▶ [Task requirements] Omitting all pictures, print the lines of the listing from the one containing "Check that each instance of the reflection" through the final line, both ends included, with no other text.

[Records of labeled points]
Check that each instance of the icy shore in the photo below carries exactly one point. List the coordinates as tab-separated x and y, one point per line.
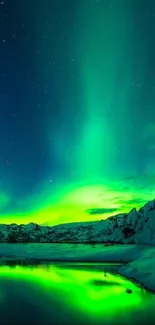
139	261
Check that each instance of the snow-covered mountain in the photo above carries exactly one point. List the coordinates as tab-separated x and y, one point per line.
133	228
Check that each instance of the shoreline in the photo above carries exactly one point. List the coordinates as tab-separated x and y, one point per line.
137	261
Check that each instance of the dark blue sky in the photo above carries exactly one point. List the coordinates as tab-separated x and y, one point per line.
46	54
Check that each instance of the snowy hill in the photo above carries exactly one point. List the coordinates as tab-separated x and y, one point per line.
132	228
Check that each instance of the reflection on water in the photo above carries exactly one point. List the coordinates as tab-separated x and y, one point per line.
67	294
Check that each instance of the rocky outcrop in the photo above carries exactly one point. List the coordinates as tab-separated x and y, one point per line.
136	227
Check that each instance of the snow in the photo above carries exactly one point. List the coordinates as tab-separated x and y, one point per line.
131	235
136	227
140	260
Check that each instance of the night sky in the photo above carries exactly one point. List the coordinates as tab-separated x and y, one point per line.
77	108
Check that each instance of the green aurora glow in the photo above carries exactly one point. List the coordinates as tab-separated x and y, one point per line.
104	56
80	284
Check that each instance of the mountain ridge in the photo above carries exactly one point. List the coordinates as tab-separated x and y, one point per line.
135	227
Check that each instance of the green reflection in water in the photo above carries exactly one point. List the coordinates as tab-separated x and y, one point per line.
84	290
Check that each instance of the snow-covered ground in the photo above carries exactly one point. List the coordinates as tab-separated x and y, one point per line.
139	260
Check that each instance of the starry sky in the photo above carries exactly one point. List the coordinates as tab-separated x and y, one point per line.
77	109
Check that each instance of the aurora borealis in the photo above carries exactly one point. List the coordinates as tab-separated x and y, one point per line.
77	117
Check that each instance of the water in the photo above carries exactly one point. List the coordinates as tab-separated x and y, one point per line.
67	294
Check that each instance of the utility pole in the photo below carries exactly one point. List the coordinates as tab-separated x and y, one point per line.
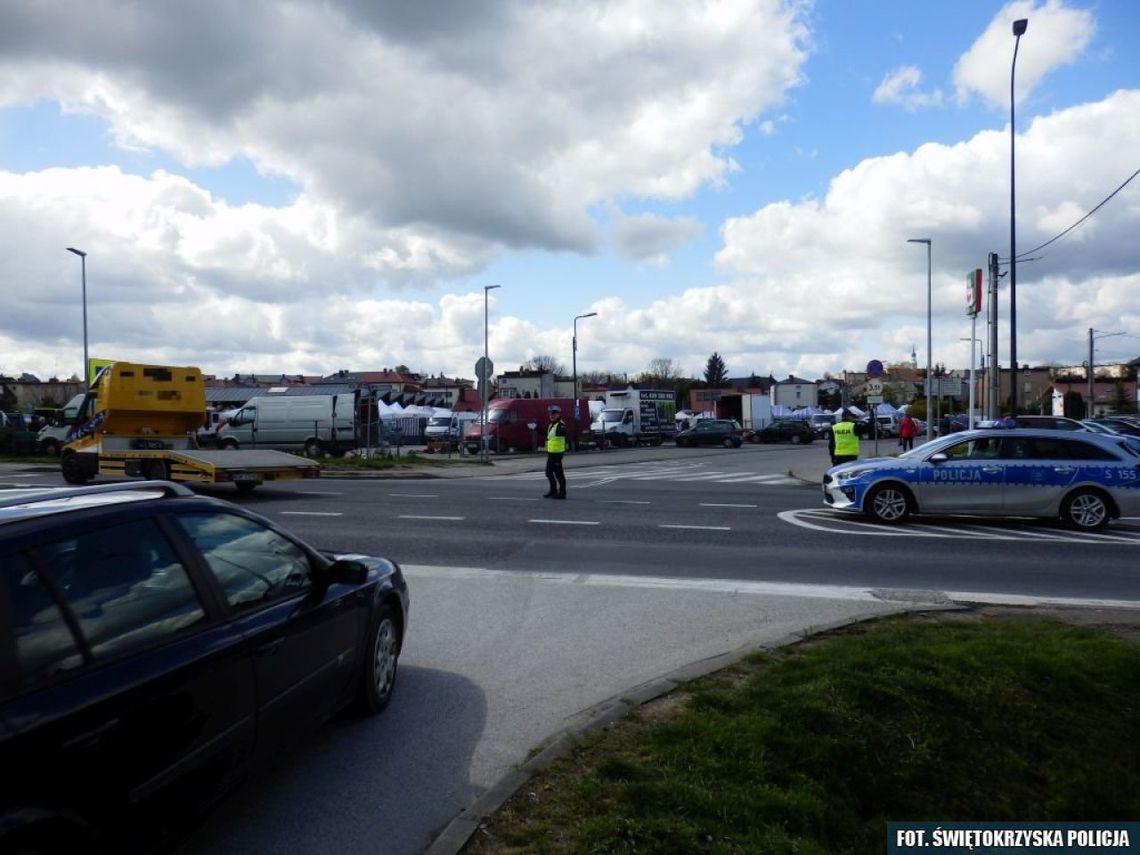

▶ [Task answer]
Check that each instance of the reflection on water in the photo above carries exactly one point. List the coordinates as tab-separated x and y, one point per line.
67	294
Check that each instance of the rocky outcrop in the photo above carries exactly one point. List the coordinates as tab-separated x and y, one point per line.
136	227
Check that each instance of the snow in the photo above carries exactly one point. List the coordinates as tab-separated x and y, one point per line.
131	235
136	227
140	260
Check that each instance of the night sky in the photo above carries exactly one point. List the coordinates as tab-separated x and y, one point per line.
77	108
Check that each instance of the green aurora glow in the photo above carries exactly one point. List the coordinates as tab-separated x and y, one point per line.
104	56
80	284
Check that each instance of the mountain ridge in the photo above carries exactly one point. List the coordinates as tab-separated x and y, one point per line.
135	227
Check that each instance of the green reflection in water in the photo above carries exactly one point. List the coordinates as tab-separated x and y, one point per line.
84	290
Check that each instance of the snow-covered ground in the photo above carries exactly one point. List the coordinates as tab-separated x and y, one point per line.
139	260
Check that each instance of the starry sky in the photo above carries exactly one point. List the coordinates as tab-separated x and y, one point per line.
77	109
Check that each instance of the aurora borealis in the photo above carries exactly one point. List the coordinates as tab-separated x and y, one point per line.
77	117
Check that each instance of the water in the photo above carries exactly one point. List the coordinates as tab-separated x and y, one point per line.
67	294
Check that each instance of the utility pole in the photo below carries exactly one point. List the coordinates as tab-separated x and y, one point per line.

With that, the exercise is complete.